Enunciado da tarefa: Reescreva o texto sobre o silêncio desde "Ora, é precisamente" até "horror do silêncio.", inclusive, e troque "vácuo" por "vazio".

Bloco de texto:
━━━━

Silêncio


«(...) Na Índia, as técnicas de meditação desenvolveram-se para permitir ignorar o barulho que nunca se detém um segundo, sobretudo nas povoações. Nas cidades do Ocidente, pelo contrário, até mesmo aquelas que "nunca dormem", sobrevém algures entre as três e as quatro da madrugada um momento misterioso e elusivo em que o dia anterior fechou os olhos e o novo dia ainda não os abriu. Por alguns minutos faz-se um silêncio absoluto. Quem por acaso acorda nesse instante mágico chega a sentir medo.
Ora, é precisamente o medo que leva o mundo moderno a viver no barulho. Se a natureza tem horror do vácuo, o homem moderno, esse, tem horror do silêncio.

━━━━

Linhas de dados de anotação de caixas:
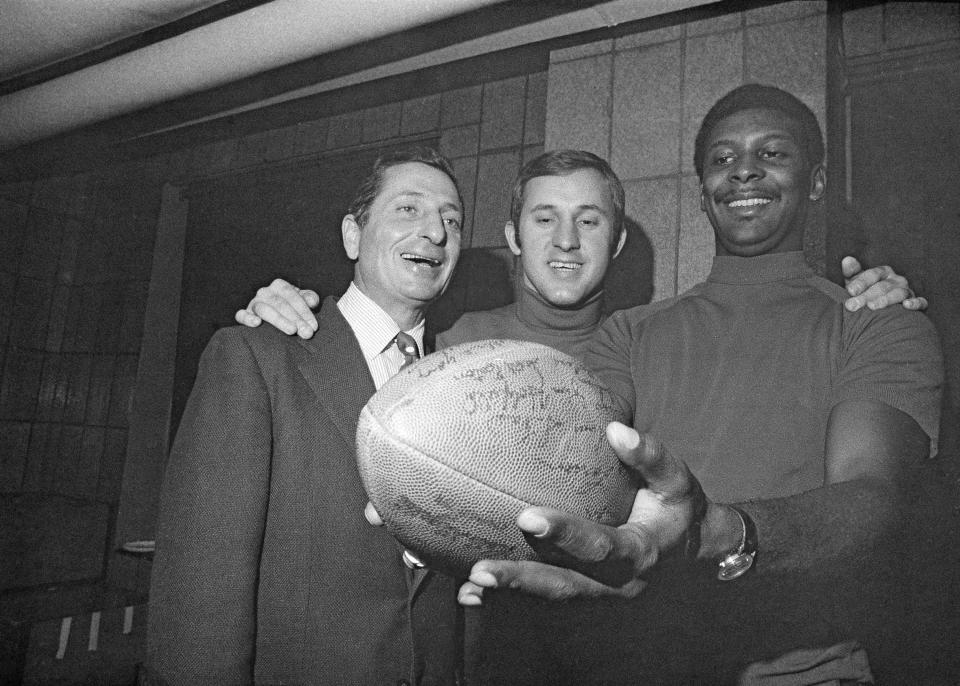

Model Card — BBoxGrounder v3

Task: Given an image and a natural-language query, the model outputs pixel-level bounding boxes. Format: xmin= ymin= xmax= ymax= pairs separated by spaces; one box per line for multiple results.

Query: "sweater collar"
xmin=517 ymin=284 xmax=603 ymax=331
xmin=707 ymin=250 xmax=813 ymax=286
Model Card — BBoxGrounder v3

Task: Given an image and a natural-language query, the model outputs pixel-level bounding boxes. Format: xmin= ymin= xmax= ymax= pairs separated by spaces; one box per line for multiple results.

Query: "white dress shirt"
xmin=337 ymin=281 xmax=425 ymax=390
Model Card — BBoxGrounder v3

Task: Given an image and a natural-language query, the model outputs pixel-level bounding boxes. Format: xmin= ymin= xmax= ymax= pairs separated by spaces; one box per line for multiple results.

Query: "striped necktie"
xmin=393 ymin=331 xmax=420 ymax=369
xmin=393 ymin=331 xmax=423 ymax=574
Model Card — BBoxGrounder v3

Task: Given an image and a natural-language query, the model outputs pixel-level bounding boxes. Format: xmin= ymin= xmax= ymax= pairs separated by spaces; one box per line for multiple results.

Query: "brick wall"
xmin=545 ymin=1 xmax=827 ymax=300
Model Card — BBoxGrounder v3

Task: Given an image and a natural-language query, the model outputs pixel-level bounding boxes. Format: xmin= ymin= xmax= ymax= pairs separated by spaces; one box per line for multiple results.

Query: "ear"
xmin=340 ymin=214 xmax=360 ymax=260
xmin=611 ymin=226 xmax=627 ymax=259
xmin=503 ymin=222 xmax=520 ymax=257
xmin=810 ymin=164 xmax=827 ymax=202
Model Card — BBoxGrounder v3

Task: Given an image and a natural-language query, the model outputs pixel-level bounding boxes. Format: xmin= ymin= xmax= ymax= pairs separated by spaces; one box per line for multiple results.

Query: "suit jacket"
xmin=147 ymin=298 xmax=460 ymax=686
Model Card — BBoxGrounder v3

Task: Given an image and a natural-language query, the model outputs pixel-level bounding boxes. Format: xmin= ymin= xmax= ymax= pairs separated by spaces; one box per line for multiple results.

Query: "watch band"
xmin=717 ymin=505 xmax=757 ymax=581
xmin=683 ymin=481 xmax=707 ymax=561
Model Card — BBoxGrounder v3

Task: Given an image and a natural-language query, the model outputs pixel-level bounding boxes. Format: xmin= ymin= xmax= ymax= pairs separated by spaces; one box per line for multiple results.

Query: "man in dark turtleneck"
xmin=437 ymin=150 xmax=627 ymax=357
xmin=460 ymin=84 xmax=943 ymax=686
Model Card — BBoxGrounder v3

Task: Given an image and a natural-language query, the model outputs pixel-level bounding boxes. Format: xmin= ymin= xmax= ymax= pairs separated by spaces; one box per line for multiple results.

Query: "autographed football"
xmin=357 ymin=340 xmax=637 ymax=576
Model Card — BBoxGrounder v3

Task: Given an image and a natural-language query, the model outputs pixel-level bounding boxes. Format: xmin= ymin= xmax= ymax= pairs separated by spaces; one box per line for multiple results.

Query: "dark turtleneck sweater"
xmin=437 ymin=286 xmax=603 ymax=358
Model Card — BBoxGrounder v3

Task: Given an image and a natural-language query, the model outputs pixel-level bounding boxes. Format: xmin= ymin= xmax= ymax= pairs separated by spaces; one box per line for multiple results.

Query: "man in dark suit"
xmin=146 ymin=150 xmax=463 ymax=684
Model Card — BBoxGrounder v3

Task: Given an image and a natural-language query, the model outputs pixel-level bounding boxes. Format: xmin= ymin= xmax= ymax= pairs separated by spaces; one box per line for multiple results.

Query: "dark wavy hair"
xmin=347 ymin=146 xmax=466 ymax=226
xmin=693 ymin=83 xmax=823 ymax=180
xmin=510 ymin=150 xmax=626 ymax=249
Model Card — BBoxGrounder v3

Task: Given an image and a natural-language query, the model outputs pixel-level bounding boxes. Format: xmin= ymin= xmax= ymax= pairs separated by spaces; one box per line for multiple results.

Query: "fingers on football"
xmin=363 ymin=500 xmax=383 ymax=526
xmin=233 ymin=310 xmax=263 ymax=328
xmin=607 ymin=422 xmax=690 ymax=499
xmin=517 ymin=508 xmax=656 ymax=589
xmin=461 ymin=560 xmax=646 ymax=603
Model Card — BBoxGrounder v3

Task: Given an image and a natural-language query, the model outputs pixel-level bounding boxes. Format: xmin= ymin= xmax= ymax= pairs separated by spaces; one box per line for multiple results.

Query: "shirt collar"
xmin=337 ymin=281 xmax=426 ymax=363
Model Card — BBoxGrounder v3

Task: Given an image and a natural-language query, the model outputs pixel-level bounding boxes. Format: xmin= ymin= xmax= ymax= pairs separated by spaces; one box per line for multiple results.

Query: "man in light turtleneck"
xmin=437 ymin=150 xmax=627 ymax=357
xmin=460 ymin=84 xmax=949 ymax=686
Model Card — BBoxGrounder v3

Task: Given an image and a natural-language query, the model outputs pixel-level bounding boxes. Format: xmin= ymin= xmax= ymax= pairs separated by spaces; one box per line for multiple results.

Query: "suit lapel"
xmin=300 ymin=298 xmax=374 ymax=446
xmin=300 ymin=298 xmax=433 ymax=602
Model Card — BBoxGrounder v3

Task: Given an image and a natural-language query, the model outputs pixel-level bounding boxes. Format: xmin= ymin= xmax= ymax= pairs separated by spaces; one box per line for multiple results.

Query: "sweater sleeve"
xmin=583 ymin=310 xmax=636 ymax=419
xmin=832 ymin=308 xmax=944 ymax=456
xmin=147 ymin=328 xmax=271 ymax=685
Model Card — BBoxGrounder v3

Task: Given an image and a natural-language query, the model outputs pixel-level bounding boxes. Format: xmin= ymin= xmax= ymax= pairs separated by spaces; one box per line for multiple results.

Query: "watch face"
xmin=717 ymin=553 xmax=754 ymax=581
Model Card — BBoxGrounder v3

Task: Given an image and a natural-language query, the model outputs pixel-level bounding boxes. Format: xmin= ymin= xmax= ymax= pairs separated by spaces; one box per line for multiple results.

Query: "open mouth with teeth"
xmin=727 ymin=198 xmax=773 ymax=209
xmin=547 ymin=260 xmax=583 ymax=272
xmin=400 ymin=252 xmax=443 ymax=267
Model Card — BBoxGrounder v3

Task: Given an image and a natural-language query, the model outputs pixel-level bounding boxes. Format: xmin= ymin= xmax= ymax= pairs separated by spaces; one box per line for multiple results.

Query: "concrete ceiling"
xmin=0 ymin=0 xmax=716 ymax=152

━━━━

Resultado do exercício:
Ora, é precisamente o medo que leva o mundo moderno a viver no barulho. Se a natureza tem horror do vazio, o homem moderno, esse, tem horror do silêncio.